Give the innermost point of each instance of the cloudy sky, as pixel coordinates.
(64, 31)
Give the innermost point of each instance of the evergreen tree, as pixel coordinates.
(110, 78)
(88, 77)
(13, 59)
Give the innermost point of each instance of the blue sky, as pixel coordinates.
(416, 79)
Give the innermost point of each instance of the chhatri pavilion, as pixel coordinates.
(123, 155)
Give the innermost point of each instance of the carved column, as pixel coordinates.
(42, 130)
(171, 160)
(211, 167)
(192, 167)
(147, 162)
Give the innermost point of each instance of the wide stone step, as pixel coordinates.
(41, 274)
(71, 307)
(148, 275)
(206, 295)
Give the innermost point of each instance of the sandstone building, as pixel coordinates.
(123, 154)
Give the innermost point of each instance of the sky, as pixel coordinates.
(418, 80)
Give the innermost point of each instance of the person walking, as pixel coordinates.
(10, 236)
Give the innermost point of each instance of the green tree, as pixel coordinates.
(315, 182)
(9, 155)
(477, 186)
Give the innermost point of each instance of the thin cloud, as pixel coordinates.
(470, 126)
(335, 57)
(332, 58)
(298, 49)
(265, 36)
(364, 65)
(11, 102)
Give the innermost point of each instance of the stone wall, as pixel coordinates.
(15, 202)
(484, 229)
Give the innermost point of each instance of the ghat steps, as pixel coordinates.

◆ ◆ ◆ ◆

* _PROBLEM DESCRIPTION_
Only the lines from the one containing "Give the innermost point of each instance of the evergreen" through the end of the material should be copied, exactly as they stand; please keep both ends.

* _TASK RESULT_
Give the innermost point of each instance of the evergreen tree, as pixel coordinates.
(110, 78)
(88, 77)
(13, 59)
Give the innermost point of each instance of the blue sky, as pixel coordinates.
(416, 79)
Give the innermost point of each instance of the chhatri pavilion, as pixel coordinates.
(123, 155)
Give the innermost point of each instance of the carved column, as pixel coordinates.
(42, 130)
(171, 160)
(211, 167)
(192, 167)
(147, 162)
Give the innermost point of each instance of the wide stone step, as pixel coordinates.
(41, 274)
(71, 307)
(148, 275)
(206, 295)
Give the innermost point of each instance of the sandstone building, as pixel coordinates.
(123, 154)
Give the innermost point of each instance of the sky, as pixel coordinates.
(418, 80)
Give the innermost point of each instance of the person walking, as pixel coordinates.
(10, 236)
Give the innermost point of each instance of the green tree, as pixel coordinates.
(315, 182)
(9, 155)
(477, 186)
Give the innermost point of each instance of the thin cloud, as pixel coordinates.
(470, 126)
(335, 57)
(332, 58)
(298, 49)
(265, 36)
(364, 65)
(11, 102)
Give the innermost point of each instance of the stone wall, as pixel coordinates.
(15, 202)
(484, 229)
Give the innermost point of each instance of the ghat steps, as pixel coordinates.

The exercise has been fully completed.